• **Extracted text**
==*==

Dear Jacob,

I agree with Chris. In my experience for MR, twinning is just like having a 
space group with one extra 2-fold (or other twin operator) so MR is indeed 
largely immune to twinning. Also the maps, calculated with uncorrected data, 
often look surprisingly good, just having a higher level of random noise.

I did not do the math, but my feeling is that the (greatly) inflated 
measurement errors (exploding as you mention near a twin fraction of 0.5) make 
direct phasing methods, that are often at the very limit of useable signal to 
noise ratio, fail after detwinning.  Also, an incorrectly estimated twin 
fraction may introduce systematic errors, especially in case of a varying twin 
fraction depending on the rotation of the crystal. Probably random noise is 
less harmful than systematic errors.

My 2 cts,

Von: CCP4 bulletin board [mailto:CCP4BB@JISCMAIL.AC.UK] Im Auftrag von Chris 
Gesendet: Dienstag, 11. Oktober 2016 10:40
Betreff: Re: [ccp4bb] Why Does Detwinning Not Work?

==*==

• **Records shown**
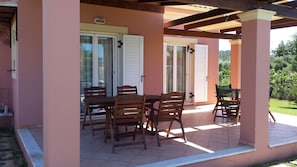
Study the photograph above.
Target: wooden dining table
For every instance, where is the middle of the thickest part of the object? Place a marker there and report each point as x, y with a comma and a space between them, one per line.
109, 101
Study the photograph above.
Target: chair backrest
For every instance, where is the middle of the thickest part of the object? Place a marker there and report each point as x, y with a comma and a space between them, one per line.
95, 91
128, 109
126, 89
171, 106
223, 91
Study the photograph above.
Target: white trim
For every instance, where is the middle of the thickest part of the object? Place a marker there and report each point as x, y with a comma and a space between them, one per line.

==*==

• **Problem set**
1) Render this sentence from the email about detwinning in French: "Probably random noise is less harmful than systematic errors."
2) Please reproduce the entire listing that follows the email above, line for line and without changes, leaving the pictures out.

• **Final answers**
1) Le bruit aléatoire est probablement moins nuisible que les erreurs systématiques.

2)
Study the photograph above.
Target: wooden dining table
For every instance, where is the middle of the thickest part of the object? Place a marker there and report each point as x, y with a comma and a space between them, one per line.
109, 101
Study the photograph above.
Target: chair backrest
For every instance, where is the middle of the thickest part of the object? Place a marker there and report each point as x, y with a comma and a space between them, one per line.
95, 91
128, 109
126, 89
171, 106
223, 91
Study the photograph above.
Target: white trim
For every instance, where is the middle of the thickest part of the object? Place a marker there and report each point as x, y with a comma and a space between them, one per line.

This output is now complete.